[Entries drawn from a collection]
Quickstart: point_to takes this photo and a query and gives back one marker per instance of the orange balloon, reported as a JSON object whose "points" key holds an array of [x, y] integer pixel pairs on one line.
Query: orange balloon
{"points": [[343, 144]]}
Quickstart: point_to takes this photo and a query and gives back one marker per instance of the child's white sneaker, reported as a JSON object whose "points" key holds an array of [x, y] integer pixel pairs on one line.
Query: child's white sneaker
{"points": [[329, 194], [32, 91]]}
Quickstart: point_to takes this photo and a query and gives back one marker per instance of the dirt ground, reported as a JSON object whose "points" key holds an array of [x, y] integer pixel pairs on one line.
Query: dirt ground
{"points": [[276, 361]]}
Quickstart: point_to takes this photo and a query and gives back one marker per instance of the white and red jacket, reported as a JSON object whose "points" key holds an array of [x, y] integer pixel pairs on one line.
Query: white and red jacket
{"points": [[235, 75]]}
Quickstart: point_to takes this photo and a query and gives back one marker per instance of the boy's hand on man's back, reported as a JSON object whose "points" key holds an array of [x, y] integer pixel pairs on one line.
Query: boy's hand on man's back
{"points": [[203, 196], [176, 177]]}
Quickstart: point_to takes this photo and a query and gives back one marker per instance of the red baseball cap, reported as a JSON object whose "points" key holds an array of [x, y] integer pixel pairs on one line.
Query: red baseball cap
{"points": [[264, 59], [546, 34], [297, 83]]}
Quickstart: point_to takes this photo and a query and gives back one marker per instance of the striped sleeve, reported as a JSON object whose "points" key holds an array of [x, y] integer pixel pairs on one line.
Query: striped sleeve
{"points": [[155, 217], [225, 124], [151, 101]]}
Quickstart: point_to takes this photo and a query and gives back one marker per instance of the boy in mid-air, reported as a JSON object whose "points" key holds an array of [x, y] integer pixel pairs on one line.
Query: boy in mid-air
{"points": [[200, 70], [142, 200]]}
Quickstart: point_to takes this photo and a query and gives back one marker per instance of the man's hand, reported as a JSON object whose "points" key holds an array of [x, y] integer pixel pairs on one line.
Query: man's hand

#### SET EXERCISE
Write out all of the rows above verbatim, keeping every line and character unchanged.

#### REPLY
Quickstart: point_to takes this photo and a query and gives back one marker per instance of the orange balloon, reported as a JSON object whose "points" key holds an array of [x, y] integer pixel pairs on one line.
Query: orange balloon
{"points": [[343, 144]]}
Quickstart: point_to takes this photo and a query and gives back one marker per instance of the child's white sneaker, reported as a JSON object whose "points" key holds an array of [x, y] integer pixel pairs on one line.
Query: child's white sneaker
{"points": [[329, 194], [32, 91]]}
Quickstart: point_to takes this photo and a query and gives back one marker per instance of the dirt ground, reported as a JSON object whose "points" key holds an array of [x, y] integer pixel pairs on one line.
Query: dirt ground
{"points": [[276, 361]]}
Quickstart: point_to takes this photo and a query and gives back one marker per instance of the white and red jacket, reported as a JSON object whose "points" key holds an array of [x, y] integer pixel pairs on one line.
Query: white and red jacket
{"points": [[235, 75]]}
Quickstart: point_to takes this photo and a query and gives back one marker per instance of the boy's hand on man's back, reported as a JSON object whose "points" key holds an array of [x, y] integer pixel pairs on one line.
Query: boy's hand on man's back
{"points": [[203, 196], [176, 177]]}
Quickstart: point_to takes this photo and a query and gives back one marker per instance of the red baseball cap, reported as a JSON object whose "points" key holds an array of [x, y] integer pixel pairs on one line.
Query: red baseball cap
{"points": [[264, 59], [546, 34], [297, 83]]}
Quickstart: point_to takes this photo and a query and gives back one marker per instance of the striped sleeve, reported as a JSON object whose "points" key holds an array of [x, y] integer pixel pairs on one line.
Query: striped sleeve
{"points": [[155, 217], [225, 124], [151, 101]]}
Quickstart: point_to takes this photo and a query and gives back one marker per instance of the boy in mid-air, reported as a JSON object whose "points" key holds an array of [x, y] integer pixel pairs on one line.
Query: boy in mid-air
{"points": [[200, 70], [142, 200]]}
Quickstart: point_to takes this photo and a query and gives back one marker per instance of the man's hand, reported as a JSON object whose "points" key holds an array of [x, y] integer pixel pairs on one line.
Query: man's hand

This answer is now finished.